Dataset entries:
--- START ---
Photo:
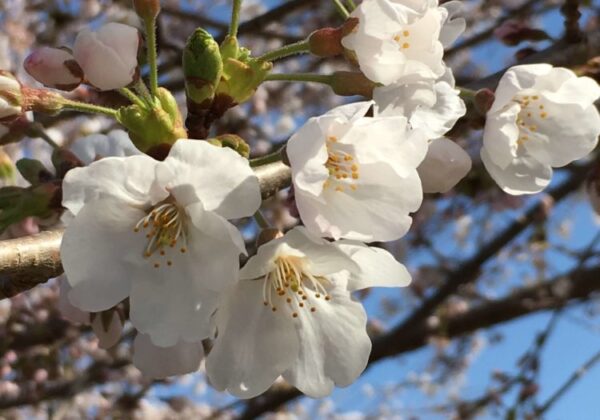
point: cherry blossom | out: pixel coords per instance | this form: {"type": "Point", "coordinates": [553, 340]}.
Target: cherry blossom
{"type": "Point", "coordinates": [402, 40]}
{"type": "Point", "coordinates": [291, 314]}
{"type": "Point", "coordinates": [542, 118]}
{"type": "Point", "coordinates": [157, 232]}
{"type": "Point", "coordinates": [54, 67]}
{"type": "Point", "coordinates": [355, 177]}
{"type": "Point", "coordinates": [108, 56]}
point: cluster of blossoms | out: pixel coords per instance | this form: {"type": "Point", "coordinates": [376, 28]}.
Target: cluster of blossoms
{"type": "Point", "coordinates": [159, 233]}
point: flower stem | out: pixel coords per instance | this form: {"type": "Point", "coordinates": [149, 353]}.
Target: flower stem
{"type": "Point", "coordinates": [235, 18]}
{"type": "Point", "coordinates": [351, 4]}
{"type": "Point", "coordinates": [142, 90]}
{"type": "Point", "coordinates": [89, 108]}
{"type": "Point", "coordinates": [299, 47]}
{"type": "Point", "coordinates": [301, 77]}
{"type": "Point", "coordinates": [341, 9]}
{"type": "Point", "coordinates": [150, 27]}
{"type": "Point", "coordinates": [132, 97]}
{"type": "Point", "coordinates": [467, 94]}
{"type": "Point", "coordinates": [37, 130]}
{"type": "Point", "coordinates": [261, 221]}
{"type": "Point", "coordinates": [266, 159]}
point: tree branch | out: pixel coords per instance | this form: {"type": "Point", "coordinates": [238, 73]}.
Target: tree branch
{"type": "Point", "coordinates": [28, 261]}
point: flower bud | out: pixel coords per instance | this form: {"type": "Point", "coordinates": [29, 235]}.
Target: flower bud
{"type": "Point", "coordinates": [150, 127]}
{"type": "Point", "coordinates": [445, 164]}
{"type": "Point", "coordinates": [33, 171]}
{"type": "Point", "coordinates": [147, 9]}
{"type": "Point", "coordinates": [54, 68]}
{"type": "Point", "coordinates": [327, 42]}
{"type": "Point", "coordinates": [11, 99]}
{"type": "Point", "coordinates": [347, 83]}
{"type": "Point", "coordinates": [233, 142]}
{"type": "Point", "coordinates": [202, 68]}
{"type": "Point", "coordinates": [108, 57]}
--- END ---
PROBLEM TO SOLVE: Copy out each line carrying the string "pixel" from the data.

RESPONSE AREA:
point: cherry blossom | out: pixel coords per instance | this form: {"type": "Point", "coordinates": [553, 340]}.
point: cluster of blossoms | out: pixel coords per instance | this form: {"type": "Point", "coordinates": [376, 28]}.
point: flower stem | out: pixel coords per instance | this form: {"type": "Point", "coordinates": [149, 353]}.
point: tree branch | out: pixel coords per instance | this form: {"type": "Point", "coordinates": [238, 73]}.
point: flower bud | out: pixel coords per instance | this form: {"type": "Point", "coordinates": [29, 235]}.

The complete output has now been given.